→ **Page extract**:
>>>>
Before we jump to an illogical conclusion on this matter, we should contemplate the fact that without Sarah, there would have been no Isaac, and without Rebekah there would have been no Jacob, and without Leah, Zilpah, Rachel and Bilhah, there would have been no Reuben, Simeon, Levi, Judah, Dan, Naphtali, Gad, Asher, Issachar, Zebulun, Joseph or Benjamin! If in the future resurrection, Jacob’s four wives are no longer his, then will Jacob also be cut off from his twelve sons! It is evident, from Christ’s words, that Jacob and his four wives will not procreate more children in the life hereafter, but surely he will have some kind of close relationship with them. After all, it is stated at Gen. 2:24: “Therefore shall a man leave his father and his mother, and shall cleave unto his wife: and they shall be one flesh.” And no where in Scripture is it stated that they will be divided back into two fleshes again, except in the case of divorce. And even if divorced, the children of the first union continue to be one flesh with their Adamic father and mother. If both parties are not Adamic, it is not counted as a marriage, and any children are counted as bastards!

As the serious Bible student should be beginning to comprehend, the levirate law plays an important part in Israel society. It is also apparent that Yahweh our creator knew all about DNA (i.e., deoxyribonucleic acid) and chromosomes, inasmuch as He knew that every brother in a family with the same father and mother was carrying the identical genetic sperm, and that in the case of the death of an older brother, a younger brother could donate his sperm to perpetuate his older brother’s family. It should be obvious, then, if Yahweh would go to the extreme length to preserve the seed (i.e., sperm) of a single Israelite man, He is not about to break up the family ties already established during our approximate 7,500 years since Adam. However, Yahweh is not interested in preserving the seed (i.e., sperm) of a half-and-half “satyr”!
<<<<
→ **Exercise set**:
a: Which verse of Genesis does the passage on marriage and the levirate law quote?
b: Write the next paragraph of the passage on marriage and the levirate law, picking up after its final sentence.
The items that follow have nothing to do with this passage.

→ **Data records**:
>>>>
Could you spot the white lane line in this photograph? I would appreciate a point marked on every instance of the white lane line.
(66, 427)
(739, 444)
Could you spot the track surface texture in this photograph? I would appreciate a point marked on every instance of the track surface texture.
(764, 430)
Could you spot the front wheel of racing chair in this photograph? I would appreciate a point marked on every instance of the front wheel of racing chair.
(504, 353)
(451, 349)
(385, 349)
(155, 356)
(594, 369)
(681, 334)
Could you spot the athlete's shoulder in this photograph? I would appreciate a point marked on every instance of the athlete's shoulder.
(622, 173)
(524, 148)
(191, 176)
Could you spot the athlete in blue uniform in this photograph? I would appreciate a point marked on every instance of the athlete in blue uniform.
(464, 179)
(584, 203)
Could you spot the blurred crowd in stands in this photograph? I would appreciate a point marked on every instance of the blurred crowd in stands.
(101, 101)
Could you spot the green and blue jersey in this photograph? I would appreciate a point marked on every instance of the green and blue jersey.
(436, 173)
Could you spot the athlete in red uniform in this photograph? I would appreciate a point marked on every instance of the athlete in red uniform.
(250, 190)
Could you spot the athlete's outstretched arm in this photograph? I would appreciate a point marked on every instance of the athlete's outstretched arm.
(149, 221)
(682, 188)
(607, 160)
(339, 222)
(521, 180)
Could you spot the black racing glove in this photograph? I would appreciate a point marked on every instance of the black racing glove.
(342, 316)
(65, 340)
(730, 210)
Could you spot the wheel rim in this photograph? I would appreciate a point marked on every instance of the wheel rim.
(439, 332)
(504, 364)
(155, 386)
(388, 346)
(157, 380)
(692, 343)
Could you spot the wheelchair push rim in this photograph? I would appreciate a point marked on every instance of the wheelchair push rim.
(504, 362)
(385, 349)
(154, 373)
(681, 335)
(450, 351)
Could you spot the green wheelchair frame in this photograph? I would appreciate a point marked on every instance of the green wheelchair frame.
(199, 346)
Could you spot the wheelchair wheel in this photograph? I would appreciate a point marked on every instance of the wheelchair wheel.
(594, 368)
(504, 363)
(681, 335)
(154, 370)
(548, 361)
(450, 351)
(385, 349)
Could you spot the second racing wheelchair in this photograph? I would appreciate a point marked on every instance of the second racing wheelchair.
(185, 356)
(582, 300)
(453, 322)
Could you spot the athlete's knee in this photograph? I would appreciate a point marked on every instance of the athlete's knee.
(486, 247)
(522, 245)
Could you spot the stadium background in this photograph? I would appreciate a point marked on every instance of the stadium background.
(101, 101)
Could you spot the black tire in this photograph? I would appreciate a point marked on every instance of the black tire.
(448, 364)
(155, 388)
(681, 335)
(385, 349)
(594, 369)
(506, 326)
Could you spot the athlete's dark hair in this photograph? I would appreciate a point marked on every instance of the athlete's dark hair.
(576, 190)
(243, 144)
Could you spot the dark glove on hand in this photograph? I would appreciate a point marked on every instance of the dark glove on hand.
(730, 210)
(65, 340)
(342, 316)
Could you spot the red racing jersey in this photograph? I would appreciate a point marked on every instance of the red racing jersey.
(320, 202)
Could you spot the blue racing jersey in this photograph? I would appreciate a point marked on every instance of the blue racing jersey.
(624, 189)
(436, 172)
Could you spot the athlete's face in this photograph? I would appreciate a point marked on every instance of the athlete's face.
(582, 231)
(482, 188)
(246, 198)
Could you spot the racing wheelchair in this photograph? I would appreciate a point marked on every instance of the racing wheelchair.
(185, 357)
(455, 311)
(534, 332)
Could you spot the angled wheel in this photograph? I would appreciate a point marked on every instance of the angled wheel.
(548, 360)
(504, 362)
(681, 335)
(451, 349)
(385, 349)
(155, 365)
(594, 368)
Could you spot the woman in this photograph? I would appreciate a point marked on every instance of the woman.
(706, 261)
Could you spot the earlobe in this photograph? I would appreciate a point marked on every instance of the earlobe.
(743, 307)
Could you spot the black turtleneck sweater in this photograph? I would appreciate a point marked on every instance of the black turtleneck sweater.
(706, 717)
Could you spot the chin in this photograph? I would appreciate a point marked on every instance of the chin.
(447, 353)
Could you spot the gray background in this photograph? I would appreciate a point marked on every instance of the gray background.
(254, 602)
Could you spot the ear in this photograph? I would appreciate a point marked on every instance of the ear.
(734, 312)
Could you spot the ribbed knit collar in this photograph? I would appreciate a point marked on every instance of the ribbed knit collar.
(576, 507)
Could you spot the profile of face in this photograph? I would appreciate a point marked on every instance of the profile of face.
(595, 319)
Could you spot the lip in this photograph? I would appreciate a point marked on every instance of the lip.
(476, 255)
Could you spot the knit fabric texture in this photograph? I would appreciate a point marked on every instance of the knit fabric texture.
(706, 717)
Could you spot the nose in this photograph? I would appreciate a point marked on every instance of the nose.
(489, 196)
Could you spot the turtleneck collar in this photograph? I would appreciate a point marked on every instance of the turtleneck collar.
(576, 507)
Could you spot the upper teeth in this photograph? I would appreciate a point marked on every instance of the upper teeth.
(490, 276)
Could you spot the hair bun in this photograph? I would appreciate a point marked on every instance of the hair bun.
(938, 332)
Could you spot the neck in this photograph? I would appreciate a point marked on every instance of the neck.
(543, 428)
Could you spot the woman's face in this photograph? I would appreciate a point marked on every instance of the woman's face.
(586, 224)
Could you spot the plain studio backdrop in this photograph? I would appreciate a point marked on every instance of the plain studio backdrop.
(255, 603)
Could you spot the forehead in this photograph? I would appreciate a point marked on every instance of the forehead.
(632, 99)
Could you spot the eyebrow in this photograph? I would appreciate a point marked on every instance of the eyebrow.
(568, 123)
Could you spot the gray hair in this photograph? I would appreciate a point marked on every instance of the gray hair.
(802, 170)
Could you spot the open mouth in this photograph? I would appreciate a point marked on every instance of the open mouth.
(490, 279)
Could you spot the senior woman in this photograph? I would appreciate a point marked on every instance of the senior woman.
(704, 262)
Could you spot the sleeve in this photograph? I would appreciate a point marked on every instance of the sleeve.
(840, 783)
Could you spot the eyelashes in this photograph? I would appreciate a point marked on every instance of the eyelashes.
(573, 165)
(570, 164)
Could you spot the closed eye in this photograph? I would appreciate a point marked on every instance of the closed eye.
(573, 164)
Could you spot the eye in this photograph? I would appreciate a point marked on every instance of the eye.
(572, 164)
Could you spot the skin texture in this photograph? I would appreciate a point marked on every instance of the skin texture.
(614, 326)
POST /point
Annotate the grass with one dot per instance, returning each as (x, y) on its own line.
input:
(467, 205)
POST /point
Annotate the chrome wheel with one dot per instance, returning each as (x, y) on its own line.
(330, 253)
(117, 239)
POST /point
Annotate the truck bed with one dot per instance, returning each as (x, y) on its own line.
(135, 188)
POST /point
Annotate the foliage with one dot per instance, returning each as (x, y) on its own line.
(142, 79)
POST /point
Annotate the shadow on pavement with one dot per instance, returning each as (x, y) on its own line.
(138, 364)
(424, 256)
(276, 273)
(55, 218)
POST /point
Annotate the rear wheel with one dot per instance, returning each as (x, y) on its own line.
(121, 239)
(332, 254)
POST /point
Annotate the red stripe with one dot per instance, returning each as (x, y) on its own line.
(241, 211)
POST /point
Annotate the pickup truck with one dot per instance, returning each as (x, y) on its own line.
<<<<
→ **Responses for each task**:
a: Gen. 2:24

b:
Just as Yahweh established the levirate law to preserve the family unit in this life, I am sure He will do the same for the children of the resurrection. I can still remember back in the 1930’s, during the summer months, in all of the city parks in northwestern Ohio, different families would organize a family reunion. Some of the family members would drive over a hundred miles to attend. I can still remember how my grandfather Keiser (on my mother’s side), when it came to the appointed day for the reunion, would take the large 30 to 40 foot “Keiser” banner to the Fostoria city park early on a Sunday morning and stringing it about 30 feet high between two large trees. As the various family members began to assemble, usually games of horse-shoes and softball would get under way, while the women cleaned the park tables and arranged the various foods they had brought for the occasion, with someone always bringing a full hand-cranked ice-cream freezer for desert. Sometimes the family conversations and other activities would last nearly to sunset. Nearly everyone from the various branches of the family attended, from the newest baby to the oldest man or woman. I can remember that every Sunday of the summer, when passing the various city parks in northwestern Ohio, there were family banners in every area they could squeeze one into.

Surely, at last, when we are either resurrected or we are transformed, there will be many family reunions, including the families raised up under Yahweh’s levirate law by a younger brother for his older brother who had died prematurely before he could establish a family. No doubt, in many cases that younger brother already had a wife and found himself obligated to support a second woman. This highly suggests that the older brother’s wife is still married to the older brother, even after his death! There’s more to this than many imagine!